━━━━━ Information given

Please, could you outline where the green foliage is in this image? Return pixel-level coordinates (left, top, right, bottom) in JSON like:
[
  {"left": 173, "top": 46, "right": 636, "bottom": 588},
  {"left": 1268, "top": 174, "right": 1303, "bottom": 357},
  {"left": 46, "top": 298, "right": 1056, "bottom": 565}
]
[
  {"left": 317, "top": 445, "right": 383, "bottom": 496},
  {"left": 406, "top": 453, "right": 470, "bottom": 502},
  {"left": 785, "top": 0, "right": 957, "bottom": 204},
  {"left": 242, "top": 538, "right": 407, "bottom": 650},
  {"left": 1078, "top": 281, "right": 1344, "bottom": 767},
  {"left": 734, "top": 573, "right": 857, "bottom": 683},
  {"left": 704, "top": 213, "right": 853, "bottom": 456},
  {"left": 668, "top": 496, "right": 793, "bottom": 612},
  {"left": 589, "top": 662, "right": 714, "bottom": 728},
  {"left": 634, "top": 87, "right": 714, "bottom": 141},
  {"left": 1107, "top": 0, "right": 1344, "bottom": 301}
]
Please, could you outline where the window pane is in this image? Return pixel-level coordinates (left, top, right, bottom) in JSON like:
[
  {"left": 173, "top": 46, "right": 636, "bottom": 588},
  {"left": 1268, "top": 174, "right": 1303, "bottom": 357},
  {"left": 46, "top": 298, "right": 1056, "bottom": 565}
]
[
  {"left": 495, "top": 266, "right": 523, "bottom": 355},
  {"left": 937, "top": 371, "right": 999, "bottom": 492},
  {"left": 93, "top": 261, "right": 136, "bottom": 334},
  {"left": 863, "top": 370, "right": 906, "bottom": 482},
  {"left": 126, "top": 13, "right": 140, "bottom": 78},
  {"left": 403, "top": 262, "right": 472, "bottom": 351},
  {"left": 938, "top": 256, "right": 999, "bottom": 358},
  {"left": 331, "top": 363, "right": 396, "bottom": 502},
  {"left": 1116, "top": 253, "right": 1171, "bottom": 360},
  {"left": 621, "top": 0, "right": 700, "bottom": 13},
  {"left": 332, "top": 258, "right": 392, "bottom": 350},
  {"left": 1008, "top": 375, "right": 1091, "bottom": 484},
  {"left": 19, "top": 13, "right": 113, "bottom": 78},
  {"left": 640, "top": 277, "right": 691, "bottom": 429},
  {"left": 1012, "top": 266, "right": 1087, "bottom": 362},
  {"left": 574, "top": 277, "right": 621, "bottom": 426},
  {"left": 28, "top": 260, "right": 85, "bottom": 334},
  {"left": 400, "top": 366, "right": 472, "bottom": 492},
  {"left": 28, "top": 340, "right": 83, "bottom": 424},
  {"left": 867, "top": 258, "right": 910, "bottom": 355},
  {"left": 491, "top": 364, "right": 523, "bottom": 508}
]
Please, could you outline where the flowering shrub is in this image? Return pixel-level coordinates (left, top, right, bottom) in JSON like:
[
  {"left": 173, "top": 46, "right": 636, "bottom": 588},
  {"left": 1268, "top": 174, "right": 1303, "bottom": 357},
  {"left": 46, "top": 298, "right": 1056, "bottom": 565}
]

━━━━━━━━━━

§ **Task goal**:
Copy out the portion of the data that opens with the line containing "Please, could you outline where the window" and runs through the end of the data, including both ends and nothing else. Offset every coordinate in the answers by -142, and keep each request and its sample format unchanged.

§ **Answer to the problem**:
Please, could you outline where the window pane is in this image? Return pixel-level coordinates (left, top, right, bottom) in JSON like:
[
  {"left": 173, "top": 46, "right": 636, "bottom": 588},
  {"left": 1268, "top": 174, "right": 1303, "bottom": 357},
  {"left": 46, "top": 298, "right": 1056, "bottom": 565}
]
[
  {"left": 353, "top": 124, "right": 381, "bottom": 213},
  {"left": 795, "top": 229, "right": 857, "bottom": 350},
  {"left": -49, "top": 119, "right": -6, "bottom": 192},
  {"left": 721, "top": 228, "right": 764, "bottom": 340},
  {"left": -16, "top": -129, "right": -2, "bottom": -64},
  {"left": 261, "top": 120, "right": 330, "bottom": 209},
  {"left": 796, "top": 114, "right": 857, "bottom": 216},
  {"left": 189, "top": 221, "right": 254, "bottom": 360},
  {"left": 974, "top": 111, "right": 1029, "bottom": 218},
  {"left": 479, "top": -142, "right": 558, "bottom": -129},
  {"left": 190, "top": 116, "right": 250, "bottom": 208},
  {"left": 866, "top": 233, "right": 949, "bottom": 342},
  {"left": -123, "top": -129, "right": -29, "bottom": -64},
  {"left": 498, "top": 135, "right": 549, "bottom": 287},
  {"left": 870, "top": 124, "right": 945, "bottom": 220},
  {"left": 432, "top": 135, "right": 479, "bottom": 284},
  {"left": -114, "top": 118, "right": -57, "bottom": 192},
  {"left": 258, "top": 224, "right": 330, "bottom": 350},
  {"left": -114, "top": 198, "right": -59, "bottom": 282},
  {"left": 725, "top": 116, "right": 768, "bottom": 213},
  {"left": 349, "top": 222, "right": 381, "bottom": 366}
]
Please, could you outline where the flowering shrub is in this image? Return pixel-level coordinates (left, top, right, bottom) in JSON like:
[
  {"left": 173, "top": 46, "right": 636, "bottom": 588},
  {"left": 1268, "top": 174, "right": 1303, "bottom": 357},
  {"left": 46, "top": 298, "right": 1056, "bottom": 565}
]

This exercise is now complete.